▶ _Entries shown_:
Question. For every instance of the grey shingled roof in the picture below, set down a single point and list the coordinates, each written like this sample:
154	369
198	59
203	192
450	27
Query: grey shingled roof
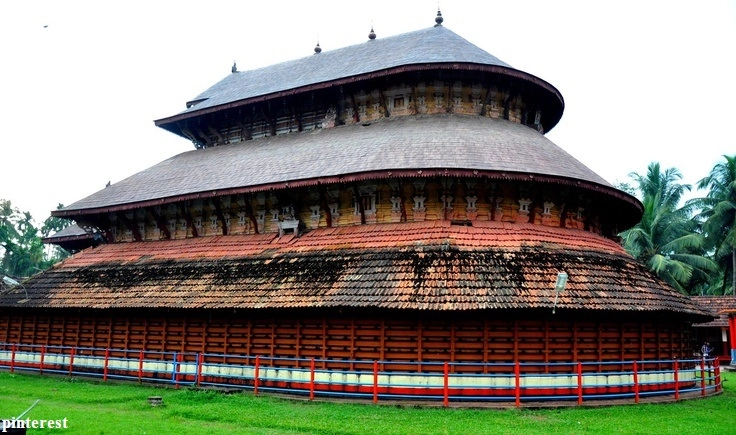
444	141
432	45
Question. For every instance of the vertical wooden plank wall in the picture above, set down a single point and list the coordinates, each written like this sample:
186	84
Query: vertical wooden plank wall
341	338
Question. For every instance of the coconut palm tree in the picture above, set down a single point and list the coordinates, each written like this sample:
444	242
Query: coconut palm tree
667	239
718	213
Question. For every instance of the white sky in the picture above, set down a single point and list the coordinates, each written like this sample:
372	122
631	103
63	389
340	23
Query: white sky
642	80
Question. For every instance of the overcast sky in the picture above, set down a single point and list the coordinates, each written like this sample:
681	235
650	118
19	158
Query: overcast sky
83	81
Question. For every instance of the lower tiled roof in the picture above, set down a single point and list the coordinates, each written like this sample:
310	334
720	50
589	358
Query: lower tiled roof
719	306
425	266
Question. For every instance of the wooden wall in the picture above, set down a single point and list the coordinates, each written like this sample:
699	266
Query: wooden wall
389	337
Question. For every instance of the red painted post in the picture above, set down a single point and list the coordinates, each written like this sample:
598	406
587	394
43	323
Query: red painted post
177	368
71	362
517	383
255	380
375	381
12	358
40	364
580	383
636	383
311	379
702	376
104	369
200	357
446	387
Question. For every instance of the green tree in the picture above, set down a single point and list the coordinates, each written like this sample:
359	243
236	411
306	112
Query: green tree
667	238
718	214
51	226
22	253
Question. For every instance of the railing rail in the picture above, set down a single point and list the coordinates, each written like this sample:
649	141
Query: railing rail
516	383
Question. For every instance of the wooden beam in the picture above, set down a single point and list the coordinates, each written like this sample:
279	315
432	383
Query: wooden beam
220	216
160	223
188	220
131	226
251	215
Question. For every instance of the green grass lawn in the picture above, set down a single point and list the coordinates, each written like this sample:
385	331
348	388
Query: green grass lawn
111	408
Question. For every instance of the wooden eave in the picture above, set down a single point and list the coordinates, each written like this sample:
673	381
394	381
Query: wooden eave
365	176
170	123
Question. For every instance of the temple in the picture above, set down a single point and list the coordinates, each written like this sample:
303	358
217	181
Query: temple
395	200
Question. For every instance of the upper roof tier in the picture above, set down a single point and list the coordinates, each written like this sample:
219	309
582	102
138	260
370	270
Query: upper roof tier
434	48
403	147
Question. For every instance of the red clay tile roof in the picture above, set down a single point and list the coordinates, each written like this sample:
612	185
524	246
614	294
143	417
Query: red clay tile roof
410	143
426	266
720	306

▶ _Task instructions_:
Please write out all of the material above without changing a word, and omit any pictures.

▶ _Correct output_:
Question. For every instance of the grey shingled roof in the picture below, set down a single point and list the coordinates, each written like this sample:
154	369
198	59
203	192
450	27
Query: grey shingled roof
444	141
432	45
Question. For every instance of the vertical wooden plank wall in the picture above, set down a single point and list the coordinates, each written like this sample:
186	84
Query: vertical wooden plank wall
341	338
Question. For every instance of the coconut palm tree in the picture above, set down a single point and list the coordinates, each written like this sample:
444	242
Query: coconut palm tree
667	239
718	213
Question. For every instance of the white sky in the picture above, set down a single point and list the coordinates, each written like this sample:
372	122
631	103
63	389
340	23
Query: white sky
642	80
Question. For every instance of the overcast sky in the picture above, set down a single point and list the coordinates, each written like this sample:
681	235
650	118
19	158
Query: overcast sky
83	81
Question. For every instance of the lower tiled roof in the picture above, set down a single point and list the coordinates, each written like this sample:
310	334
720	50
589	358
Query: lower tiled roof
719	306
425	266
Question. For every instance of the wooden wall in the picture above, set down a single point and list the coordinates, each written like this sample:
699	266
Query: wooden wall
389	337
Question. For every instance of the red painted post in the picture above, set down a single point and list the coordinates, each written like this sample:
598	406
587	394
43	323
Query: red painted post
177	368
71	362
517	383
255	380
375	381
12	358
40	364
580	383
636	383
311	379
702	376
104	369
200	357
446	387
Question. For every instance of the green tree in the picture above, set down a single point and list the coordinates, each written like this sample:
359	243
236	411
306	112
Query: green tree
667	238
718	214
51	226
22	253
Question. For every instance of the railing rail in the picture above, set down a single point and list the coordinates, each written like this sample:
649	141
Query: railing rail
516	383
Question. For every instance of the wooden beam in the picture above, set down a single point and list the coordinates, each written like this sample:
279	315
432	383
Query: wooden beam
220	216
160	223
188	220
131	226
251	215
Question. For every instance of the green grass lawn in the picture above, set down a single point and list the coordinates, each written like this sample:
385	331
348	388
Query: green grass lawn
111	408
Question. For every instance of the wooden eave in the picture above, set down a single point and list the coordinates, each written like this sample:
673	381
394	381
Query: wooden eave
365	176
170	123
Question. For every instance of the temple in the picture above, set down a single point and list the coordinates, each written like this sample:
303	358
217	181
Query: temple
395	200
Question. For every instance of the upper roof tier in the picture above, set down a single point and list the coordinates, each written like this sample:
219	309
582	102
138	260
370	270
Query: upper roof tier
434	48
403	147
Question. For every instance of the red clay tile roof in the picture above, set down a single point and list the coordinates, each written like this sample:
612	185
524	246
614	294
143	417
Query: red clay tile roof
410	143
426	266
720	306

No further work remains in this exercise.